Namun kemudian, apakah bentuk tiruan dari alat musik cuk tersebut
memberikan makna tersendiri atau bahkan menyampaikan pesan tertentu yang
berkaitan dengan festival yang diselenggarakan. Jawabannya bisa jadi iya,
karena bentuk tiruan alat musik itu bisa merupakan sebuah ikon yang menjadi
tanda bahwa di area lokasi Kotagede sedang berlangsung festival musik
keroncong. Pemilihan alat musik cuk juga bisa sebagai penyampai pesan kepada
khalayak banyak bahwa musik keroncong sangat indentik dengan alat musik cuk.
Tetapi perlu diamati atas apa yang dikatakan oleh Peirce melalui bukunya Zoest
bahwa pertama-tama, tanda harus dapat diamati agar dapat berfungsi sebagai
tanda. Sifat ‘dapat diamati’ ini memang ada batasnya, tetapi batas ini tidak
dapat dirumuskan dengan tepat.[3]
Jika ditinjau lebih jauh berdasarkan konsep hubungan triadik dari
Peirce, dalah hal ini alat musik cuk yang dimainkan oleh grup musik keroncong
pada festival Pasar Keroncong Kotagede tersebut sabegai objek, kemudian tiruan alat
musik cuk tersebut bisa dikatakan sebagai ground
nya, lalu jenis musik keroncong
sebagai interpretan nya. Dijelaskan
oleh Nur Sahid dalam bukunya bahwa yang disebut interpretan bukanlah orang yang memberikan interpretasi, melainkan
pemahaman makna yang timbul dalam diri si penerima tanda.[4]
Jadi tiruan alat musik cuk yang dihadirkan tersebut memberikan makna
tentang sedang ada peristiwa yang berhubungan dengan musik keroncong di tempat
tersebut. Seperti yang dikatakan Peirce diatas bahwa sifat dapat diamati’ ini
memang ada batasnya, tetapi batas ini tidak dapat dirumuskan dengan tepat,
maksudnya dalam hal ini kehadiran tiruan alat musik cuk tersebut selain
memberikan banyak rumusan yang diinterpretasi oleh banyak orang tapi kemudian
juga bisa memberikan efek yang berbagai macam terhadap orang yang melihatnya,
khususnya pada pengunjung festival.

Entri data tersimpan

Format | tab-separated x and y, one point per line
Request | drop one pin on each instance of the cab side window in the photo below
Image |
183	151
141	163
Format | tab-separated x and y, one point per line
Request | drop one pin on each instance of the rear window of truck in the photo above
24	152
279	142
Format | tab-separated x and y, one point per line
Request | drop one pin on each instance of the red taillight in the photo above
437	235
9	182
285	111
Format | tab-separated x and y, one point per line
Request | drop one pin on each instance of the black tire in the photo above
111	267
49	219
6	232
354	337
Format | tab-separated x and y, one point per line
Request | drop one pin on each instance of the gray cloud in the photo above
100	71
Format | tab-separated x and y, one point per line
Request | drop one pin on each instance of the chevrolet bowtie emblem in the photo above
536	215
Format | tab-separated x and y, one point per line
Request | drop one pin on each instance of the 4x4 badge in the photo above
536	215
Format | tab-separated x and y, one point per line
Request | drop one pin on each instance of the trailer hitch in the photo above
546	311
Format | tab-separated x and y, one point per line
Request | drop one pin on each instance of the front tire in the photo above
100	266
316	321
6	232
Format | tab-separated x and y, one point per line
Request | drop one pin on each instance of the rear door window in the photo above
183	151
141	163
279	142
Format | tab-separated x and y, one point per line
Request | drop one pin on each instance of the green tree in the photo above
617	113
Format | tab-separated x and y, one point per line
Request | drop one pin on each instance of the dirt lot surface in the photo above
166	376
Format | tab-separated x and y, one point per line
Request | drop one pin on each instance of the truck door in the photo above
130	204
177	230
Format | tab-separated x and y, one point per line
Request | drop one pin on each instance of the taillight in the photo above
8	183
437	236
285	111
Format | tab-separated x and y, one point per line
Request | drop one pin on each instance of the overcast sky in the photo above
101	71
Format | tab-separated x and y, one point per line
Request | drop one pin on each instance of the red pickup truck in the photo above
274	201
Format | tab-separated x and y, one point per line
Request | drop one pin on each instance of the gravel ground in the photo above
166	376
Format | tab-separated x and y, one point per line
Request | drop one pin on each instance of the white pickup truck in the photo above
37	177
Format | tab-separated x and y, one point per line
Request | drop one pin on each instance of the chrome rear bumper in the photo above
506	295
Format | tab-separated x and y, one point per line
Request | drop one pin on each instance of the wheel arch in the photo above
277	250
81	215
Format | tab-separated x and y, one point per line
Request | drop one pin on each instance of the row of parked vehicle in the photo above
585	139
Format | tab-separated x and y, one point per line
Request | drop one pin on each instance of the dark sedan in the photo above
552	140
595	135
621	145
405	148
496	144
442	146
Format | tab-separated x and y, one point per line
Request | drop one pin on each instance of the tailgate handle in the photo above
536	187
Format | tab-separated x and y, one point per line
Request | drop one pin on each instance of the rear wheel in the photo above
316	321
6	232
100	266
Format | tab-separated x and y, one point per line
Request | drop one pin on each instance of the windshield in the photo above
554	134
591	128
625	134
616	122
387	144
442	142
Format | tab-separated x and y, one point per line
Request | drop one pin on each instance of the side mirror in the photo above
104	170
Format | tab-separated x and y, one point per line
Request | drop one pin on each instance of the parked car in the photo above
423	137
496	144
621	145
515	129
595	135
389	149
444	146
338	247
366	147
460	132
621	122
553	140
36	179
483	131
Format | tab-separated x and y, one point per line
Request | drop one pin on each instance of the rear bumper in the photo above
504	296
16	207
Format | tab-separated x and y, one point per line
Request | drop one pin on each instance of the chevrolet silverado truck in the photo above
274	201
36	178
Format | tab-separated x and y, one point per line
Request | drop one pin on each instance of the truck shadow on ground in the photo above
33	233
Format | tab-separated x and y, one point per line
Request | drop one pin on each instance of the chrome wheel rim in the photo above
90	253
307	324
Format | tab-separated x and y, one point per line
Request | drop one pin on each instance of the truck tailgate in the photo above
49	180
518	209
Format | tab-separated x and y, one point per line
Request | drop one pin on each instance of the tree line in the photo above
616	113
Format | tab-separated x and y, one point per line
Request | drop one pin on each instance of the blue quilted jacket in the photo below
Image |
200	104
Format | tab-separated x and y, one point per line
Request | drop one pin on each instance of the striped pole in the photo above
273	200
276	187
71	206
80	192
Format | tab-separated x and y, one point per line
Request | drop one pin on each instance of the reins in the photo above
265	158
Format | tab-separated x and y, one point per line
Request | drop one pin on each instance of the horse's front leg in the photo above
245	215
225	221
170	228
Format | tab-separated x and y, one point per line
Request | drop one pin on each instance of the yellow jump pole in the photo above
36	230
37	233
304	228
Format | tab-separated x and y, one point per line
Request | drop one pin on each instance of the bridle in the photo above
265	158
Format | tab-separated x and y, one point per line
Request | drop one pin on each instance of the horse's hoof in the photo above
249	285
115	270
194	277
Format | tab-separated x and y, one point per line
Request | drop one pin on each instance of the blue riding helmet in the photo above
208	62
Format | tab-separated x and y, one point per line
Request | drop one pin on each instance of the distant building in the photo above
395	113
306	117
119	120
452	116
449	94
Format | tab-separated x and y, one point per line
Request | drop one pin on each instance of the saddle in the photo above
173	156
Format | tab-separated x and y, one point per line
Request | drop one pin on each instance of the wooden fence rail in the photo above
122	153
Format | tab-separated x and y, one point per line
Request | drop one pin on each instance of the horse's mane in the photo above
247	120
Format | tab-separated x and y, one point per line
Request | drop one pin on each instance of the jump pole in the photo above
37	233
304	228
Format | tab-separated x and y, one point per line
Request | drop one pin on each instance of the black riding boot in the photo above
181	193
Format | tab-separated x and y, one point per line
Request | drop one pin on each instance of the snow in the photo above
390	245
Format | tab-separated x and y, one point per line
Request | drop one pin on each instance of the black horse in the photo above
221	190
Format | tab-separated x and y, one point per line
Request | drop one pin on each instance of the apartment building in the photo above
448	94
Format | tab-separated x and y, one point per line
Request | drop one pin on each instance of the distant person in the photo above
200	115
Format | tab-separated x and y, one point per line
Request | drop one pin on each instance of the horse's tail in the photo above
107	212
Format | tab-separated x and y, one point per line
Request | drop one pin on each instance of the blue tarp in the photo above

Tugas tertulis
Sunting bagian teks tentang alat musik cuk dari "Namun kemudian, apakah" sampai "alat musik cuk.", dengan mengganti "khalayak banyak" menjadi "masyarakat luas".

Jawaban berikut
Namun kemudian, apakah bentuk tiruan dari alat musik cuk tersebut
memberikan makna tersendiri atau bahkan menyampaikan pesan tertentu yang
berkaitan dengan festival yang diselenggarakan. Jawabannya bisa jadi iya,
karena bentuk tiruan alat musik itu bisa merupakan sebuah ikon yang menjadi
tanda bahwa di area lokasi Kotagede sedang berlangsung festival musik
keroncong. Pemilihan alat musik cuk juga bisa sebagai penyampai pesan kepada
masyarakat luas bahwa musik keroncong sangat indentik dengan alat musik cuk.